Copy the records below from the line containing "the flowerpot on ground" through the line containing "Target: flowerpot on ground", word for word.

-- Start of Available records --

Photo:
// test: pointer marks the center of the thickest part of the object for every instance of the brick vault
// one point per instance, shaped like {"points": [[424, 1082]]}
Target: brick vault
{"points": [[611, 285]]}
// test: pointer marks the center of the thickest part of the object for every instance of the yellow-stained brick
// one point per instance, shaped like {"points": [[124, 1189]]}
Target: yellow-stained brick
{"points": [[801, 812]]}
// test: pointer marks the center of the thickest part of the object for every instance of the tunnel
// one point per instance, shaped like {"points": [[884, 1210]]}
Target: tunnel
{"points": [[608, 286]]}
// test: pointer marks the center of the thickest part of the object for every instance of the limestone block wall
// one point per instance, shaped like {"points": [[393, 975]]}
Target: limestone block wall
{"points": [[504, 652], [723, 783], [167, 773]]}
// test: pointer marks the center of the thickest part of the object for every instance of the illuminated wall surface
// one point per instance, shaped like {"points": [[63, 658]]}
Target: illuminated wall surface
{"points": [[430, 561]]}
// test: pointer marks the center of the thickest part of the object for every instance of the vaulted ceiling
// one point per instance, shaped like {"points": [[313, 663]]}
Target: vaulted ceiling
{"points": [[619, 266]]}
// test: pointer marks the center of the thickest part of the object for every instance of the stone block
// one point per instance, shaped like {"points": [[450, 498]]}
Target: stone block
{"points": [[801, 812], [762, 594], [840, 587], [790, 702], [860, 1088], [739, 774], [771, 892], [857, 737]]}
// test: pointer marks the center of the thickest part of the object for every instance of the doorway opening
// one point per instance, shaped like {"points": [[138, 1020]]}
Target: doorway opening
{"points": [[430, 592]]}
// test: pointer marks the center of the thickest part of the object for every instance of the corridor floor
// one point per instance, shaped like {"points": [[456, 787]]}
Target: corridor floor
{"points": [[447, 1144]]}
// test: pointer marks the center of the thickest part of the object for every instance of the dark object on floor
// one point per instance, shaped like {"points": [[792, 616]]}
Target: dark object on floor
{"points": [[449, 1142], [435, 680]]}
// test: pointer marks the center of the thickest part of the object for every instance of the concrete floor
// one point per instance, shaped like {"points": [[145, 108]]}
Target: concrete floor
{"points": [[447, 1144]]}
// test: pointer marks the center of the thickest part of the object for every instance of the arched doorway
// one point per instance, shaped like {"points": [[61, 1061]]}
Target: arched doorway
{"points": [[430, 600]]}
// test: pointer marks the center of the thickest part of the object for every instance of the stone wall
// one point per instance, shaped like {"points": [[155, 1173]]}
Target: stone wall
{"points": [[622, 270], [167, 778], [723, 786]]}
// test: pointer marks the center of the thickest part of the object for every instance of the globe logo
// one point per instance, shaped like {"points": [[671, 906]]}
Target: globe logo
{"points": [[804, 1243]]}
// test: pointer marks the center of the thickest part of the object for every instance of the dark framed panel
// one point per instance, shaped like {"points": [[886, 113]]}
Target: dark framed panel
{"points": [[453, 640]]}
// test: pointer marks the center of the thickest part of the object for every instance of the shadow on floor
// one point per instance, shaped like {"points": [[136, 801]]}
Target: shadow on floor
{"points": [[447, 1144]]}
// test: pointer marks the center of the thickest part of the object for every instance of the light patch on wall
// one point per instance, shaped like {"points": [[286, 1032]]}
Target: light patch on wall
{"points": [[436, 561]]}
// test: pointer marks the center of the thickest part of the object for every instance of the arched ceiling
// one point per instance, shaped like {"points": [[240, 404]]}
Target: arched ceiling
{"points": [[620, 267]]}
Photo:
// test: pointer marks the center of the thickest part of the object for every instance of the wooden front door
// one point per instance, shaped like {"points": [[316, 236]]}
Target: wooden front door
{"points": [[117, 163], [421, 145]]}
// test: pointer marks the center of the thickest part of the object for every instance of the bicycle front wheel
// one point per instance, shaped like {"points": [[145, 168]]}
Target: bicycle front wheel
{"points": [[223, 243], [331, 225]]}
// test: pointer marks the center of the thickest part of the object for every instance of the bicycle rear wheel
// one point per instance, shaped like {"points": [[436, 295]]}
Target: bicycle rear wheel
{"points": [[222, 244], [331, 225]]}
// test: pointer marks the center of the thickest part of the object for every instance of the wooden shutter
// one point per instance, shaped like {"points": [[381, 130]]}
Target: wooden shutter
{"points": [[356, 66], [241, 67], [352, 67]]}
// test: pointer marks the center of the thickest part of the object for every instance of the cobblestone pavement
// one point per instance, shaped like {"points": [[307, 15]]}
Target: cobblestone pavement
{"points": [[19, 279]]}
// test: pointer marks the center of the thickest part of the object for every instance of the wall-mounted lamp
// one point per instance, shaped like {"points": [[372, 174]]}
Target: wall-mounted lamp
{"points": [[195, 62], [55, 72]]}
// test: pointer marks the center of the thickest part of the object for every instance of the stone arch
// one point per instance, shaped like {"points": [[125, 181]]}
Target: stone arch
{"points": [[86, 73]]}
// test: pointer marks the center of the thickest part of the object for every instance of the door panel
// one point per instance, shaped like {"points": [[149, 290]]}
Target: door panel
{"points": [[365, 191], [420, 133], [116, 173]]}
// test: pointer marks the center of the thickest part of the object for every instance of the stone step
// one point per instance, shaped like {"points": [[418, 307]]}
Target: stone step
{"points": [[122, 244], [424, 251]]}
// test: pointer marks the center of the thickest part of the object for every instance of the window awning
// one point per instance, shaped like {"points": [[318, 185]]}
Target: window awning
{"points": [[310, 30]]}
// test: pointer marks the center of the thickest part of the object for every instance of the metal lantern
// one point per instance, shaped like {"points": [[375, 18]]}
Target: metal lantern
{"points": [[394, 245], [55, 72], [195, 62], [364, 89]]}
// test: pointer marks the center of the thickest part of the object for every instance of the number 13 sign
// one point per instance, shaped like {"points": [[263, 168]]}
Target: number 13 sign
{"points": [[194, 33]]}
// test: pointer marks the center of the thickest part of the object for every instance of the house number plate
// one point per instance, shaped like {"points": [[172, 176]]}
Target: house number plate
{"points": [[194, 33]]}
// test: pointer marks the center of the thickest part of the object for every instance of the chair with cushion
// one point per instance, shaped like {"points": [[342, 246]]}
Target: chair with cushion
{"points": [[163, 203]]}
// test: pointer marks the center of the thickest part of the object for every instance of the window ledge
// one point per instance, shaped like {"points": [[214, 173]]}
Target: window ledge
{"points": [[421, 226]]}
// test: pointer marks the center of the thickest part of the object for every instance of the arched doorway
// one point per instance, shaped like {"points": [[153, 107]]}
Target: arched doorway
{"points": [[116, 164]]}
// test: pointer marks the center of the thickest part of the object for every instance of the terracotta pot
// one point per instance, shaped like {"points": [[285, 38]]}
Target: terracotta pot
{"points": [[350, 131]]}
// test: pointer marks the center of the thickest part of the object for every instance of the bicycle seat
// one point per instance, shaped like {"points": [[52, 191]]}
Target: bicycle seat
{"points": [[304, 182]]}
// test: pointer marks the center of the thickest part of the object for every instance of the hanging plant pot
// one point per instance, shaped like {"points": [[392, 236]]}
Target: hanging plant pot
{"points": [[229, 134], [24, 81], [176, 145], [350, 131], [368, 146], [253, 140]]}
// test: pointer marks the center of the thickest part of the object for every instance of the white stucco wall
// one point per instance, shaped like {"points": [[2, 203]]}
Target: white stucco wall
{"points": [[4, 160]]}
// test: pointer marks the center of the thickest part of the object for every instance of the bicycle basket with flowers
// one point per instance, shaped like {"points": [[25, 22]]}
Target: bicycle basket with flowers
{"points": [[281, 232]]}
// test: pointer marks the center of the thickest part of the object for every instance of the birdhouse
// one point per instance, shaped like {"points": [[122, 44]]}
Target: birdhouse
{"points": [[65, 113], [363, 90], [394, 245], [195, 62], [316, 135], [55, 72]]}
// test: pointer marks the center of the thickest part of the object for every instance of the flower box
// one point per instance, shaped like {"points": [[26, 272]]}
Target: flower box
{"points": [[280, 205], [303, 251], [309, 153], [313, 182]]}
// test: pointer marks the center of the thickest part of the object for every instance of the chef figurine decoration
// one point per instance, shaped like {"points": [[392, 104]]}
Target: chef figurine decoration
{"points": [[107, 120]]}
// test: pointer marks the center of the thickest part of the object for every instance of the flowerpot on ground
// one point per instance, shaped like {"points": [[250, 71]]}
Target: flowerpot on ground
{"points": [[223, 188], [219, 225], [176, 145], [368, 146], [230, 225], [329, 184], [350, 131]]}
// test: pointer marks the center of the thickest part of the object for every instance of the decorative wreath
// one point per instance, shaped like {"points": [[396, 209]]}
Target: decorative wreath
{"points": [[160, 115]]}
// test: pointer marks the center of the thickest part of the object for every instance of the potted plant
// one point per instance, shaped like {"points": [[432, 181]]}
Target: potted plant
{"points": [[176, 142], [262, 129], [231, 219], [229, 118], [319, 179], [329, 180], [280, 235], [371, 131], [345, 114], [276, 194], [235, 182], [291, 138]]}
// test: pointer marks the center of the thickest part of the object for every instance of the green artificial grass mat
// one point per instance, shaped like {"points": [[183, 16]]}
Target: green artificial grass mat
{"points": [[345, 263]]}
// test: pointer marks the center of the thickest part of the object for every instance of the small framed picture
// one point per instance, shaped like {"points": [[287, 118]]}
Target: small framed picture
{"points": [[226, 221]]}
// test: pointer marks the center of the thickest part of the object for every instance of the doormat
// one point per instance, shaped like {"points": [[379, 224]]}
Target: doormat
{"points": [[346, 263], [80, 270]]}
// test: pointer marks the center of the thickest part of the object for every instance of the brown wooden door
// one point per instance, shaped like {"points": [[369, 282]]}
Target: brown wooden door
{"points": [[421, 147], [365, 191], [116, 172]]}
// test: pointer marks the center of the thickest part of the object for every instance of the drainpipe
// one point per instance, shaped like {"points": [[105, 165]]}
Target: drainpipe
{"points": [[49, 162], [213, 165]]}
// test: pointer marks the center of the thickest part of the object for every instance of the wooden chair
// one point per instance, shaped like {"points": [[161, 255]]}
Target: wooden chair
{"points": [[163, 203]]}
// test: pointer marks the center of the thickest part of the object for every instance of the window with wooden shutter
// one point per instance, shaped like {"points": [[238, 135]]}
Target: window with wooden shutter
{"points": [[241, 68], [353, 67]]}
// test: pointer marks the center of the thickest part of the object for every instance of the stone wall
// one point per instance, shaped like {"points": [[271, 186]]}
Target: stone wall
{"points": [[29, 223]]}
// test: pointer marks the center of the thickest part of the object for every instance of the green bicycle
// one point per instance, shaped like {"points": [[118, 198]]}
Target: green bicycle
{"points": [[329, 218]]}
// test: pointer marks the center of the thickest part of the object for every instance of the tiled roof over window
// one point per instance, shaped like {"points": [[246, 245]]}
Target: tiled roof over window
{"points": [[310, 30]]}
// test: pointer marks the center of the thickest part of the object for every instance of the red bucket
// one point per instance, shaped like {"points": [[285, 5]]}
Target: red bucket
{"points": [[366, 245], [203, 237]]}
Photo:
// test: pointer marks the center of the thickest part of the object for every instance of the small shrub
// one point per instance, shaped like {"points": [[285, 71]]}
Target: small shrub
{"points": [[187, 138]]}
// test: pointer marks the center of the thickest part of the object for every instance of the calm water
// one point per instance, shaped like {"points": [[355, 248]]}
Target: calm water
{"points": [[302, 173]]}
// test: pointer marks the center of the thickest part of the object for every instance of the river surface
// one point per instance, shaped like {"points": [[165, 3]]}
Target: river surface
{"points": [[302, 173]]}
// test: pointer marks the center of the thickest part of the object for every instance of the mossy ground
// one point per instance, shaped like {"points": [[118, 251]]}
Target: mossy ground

-- End of Available records --

Task solution.
// test: pointer marks the center of the thickest part of the object for every instance of the flowerpot on ground
// one point per instance, shaped like {"points": [[250, 71]]}
Target: flowerpot on ground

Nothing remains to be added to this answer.